---------- Given records

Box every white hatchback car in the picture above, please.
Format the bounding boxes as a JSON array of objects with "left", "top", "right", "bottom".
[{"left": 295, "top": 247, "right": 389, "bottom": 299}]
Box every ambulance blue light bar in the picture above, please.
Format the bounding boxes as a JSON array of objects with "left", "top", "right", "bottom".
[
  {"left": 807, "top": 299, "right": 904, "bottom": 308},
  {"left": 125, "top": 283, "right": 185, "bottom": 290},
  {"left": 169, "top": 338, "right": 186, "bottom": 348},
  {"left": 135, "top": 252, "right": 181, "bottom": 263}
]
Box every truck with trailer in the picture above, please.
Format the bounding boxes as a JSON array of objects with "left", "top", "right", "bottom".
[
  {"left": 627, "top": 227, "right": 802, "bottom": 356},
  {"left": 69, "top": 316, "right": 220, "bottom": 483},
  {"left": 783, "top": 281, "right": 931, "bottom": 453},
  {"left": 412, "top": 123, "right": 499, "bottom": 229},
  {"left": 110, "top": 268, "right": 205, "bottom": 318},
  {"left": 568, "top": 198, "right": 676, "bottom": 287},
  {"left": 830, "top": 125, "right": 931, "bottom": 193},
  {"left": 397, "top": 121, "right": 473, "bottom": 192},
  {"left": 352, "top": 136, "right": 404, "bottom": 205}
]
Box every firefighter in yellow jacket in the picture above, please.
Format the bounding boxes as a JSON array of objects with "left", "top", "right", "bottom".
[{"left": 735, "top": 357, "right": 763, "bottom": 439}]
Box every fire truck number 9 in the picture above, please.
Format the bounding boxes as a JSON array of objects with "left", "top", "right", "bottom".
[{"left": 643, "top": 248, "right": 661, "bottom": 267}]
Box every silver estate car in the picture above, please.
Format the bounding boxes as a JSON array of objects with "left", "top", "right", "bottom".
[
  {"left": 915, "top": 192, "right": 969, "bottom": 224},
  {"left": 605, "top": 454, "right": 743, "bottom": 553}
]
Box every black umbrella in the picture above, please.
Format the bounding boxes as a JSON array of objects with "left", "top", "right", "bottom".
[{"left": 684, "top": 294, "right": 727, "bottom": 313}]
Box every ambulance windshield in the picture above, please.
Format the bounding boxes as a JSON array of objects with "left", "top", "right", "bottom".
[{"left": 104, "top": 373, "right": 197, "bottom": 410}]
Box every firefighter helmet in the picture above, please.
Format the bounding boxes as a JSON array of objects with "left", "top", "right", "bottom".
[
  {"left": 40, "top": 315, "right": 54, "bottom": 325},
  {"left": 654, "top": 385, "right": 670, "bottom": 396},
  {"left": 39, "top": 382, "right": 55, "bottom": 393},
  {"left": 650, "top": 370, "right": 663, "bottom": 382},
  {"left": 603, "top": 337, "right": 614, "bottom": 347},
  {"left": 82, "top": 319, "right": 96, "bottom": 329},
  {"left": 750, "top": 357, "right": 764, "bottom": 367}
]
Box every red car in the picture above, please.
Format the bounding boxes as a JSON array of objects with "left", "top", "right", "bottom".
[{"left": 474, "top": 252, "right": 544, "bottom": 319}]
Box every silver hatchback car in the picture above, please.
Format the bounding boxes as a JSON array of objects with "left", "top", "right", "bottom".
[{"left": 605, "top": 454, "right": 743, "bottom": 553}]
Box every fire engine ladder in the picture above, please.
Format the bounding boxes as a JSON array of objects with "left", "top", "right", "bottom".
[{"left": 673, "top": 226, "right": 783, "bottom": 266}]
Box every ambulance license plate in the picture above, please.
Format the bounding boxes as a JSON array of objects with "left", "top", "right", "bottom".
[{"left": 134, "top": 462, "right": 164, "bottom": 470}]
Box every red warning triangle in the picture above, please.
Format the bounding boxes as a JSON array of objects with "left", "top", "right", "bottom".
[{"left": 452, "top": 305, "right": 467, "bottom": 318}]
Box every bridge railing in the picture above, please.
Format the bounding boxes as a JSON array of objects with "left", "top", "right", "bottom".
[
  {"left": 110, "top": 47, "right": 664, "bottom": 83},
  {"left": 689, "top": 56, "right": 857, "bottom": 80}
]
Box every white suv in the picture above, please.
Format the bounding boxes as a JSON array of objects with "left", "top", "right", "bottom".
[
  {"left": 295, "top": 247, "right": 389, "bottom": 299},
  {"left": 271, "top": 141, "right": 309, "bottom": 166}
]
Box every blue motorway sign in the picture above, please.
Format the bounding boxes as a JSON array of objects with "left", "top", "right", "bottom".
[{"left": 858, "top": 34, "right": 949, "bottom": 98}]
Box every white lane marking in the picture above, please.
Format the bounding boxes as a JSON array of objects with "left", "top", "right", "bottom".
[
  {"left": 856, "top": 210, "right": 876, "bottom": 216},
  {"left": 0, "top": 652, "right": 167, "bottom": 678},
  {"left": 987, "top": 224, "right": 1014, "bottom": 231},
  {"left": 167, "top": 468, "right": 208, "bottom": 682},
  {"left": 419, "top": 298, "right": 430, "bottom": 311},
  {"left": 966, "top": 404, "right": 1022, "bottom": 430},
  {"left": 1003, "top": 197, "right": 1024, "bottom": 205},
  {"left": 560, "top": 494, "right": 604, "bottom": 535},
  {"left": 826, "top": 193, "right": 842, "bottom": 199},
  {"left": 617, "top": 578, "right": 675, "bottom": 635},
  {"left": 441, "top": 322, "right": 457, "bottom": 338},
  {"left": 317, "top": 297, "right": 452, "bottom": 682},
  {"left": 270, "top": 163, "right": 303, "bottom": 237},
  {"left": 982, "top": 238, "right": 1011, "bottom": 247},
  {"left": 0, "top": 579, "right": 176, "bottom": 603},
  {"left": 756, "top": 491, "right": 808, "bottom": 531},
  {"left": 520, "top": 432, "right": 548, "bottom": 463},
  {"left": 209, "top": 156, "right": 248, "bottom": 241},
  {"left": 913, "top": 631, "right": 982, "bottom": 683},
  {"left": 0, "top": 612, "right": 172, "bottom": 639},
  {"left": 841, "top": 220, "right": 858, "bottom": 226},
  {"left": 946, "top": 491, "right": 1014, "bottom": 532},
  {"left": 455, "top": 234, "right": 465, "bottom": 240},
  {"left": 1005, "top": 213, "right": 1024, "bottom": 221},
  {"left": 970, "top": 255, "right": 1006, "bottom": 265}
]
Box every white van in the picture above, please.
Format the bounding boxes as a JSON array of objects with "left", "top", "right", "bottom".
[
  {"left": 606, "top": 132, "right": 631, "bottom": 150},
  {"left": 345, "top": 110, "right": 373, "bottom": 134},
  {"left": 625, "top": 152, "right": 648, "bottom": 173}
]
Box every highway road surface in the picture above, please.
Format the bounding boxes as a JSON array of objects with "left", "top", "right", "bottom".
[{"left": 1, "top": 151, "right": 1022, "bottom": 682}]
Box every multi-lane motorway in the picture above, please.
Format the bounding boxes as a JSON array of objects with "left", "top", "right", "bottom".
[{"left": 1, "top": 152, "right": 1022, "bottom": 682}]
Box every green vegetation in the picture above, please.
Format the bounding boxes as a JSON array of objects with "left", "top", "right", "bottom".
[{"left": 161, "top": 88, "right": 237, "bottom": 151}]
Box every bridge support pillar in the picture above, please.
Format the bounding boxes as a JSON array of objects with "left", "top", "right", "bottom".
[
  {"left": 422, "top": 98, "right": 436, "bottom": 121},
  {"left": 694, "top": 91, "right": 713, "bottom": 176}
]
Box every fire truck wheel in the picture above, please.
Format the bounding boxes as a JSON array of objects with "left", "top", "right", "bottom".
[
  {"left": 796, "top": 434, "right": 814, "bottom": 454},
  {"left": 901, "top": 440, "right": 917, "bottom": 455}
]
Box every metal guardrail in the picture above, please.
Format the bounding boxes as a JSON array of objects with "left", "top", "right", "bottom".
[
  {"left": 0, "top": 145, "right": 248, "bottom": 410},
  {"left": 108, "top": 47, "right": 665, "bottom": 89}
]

--------------------

◆ What needs to be done
Show every line of the data in which the word "hatchback" appears.

◆ The answer
Box every white hatchback car in the picture above, please.
Box every silver hatchback car in the picture above, please.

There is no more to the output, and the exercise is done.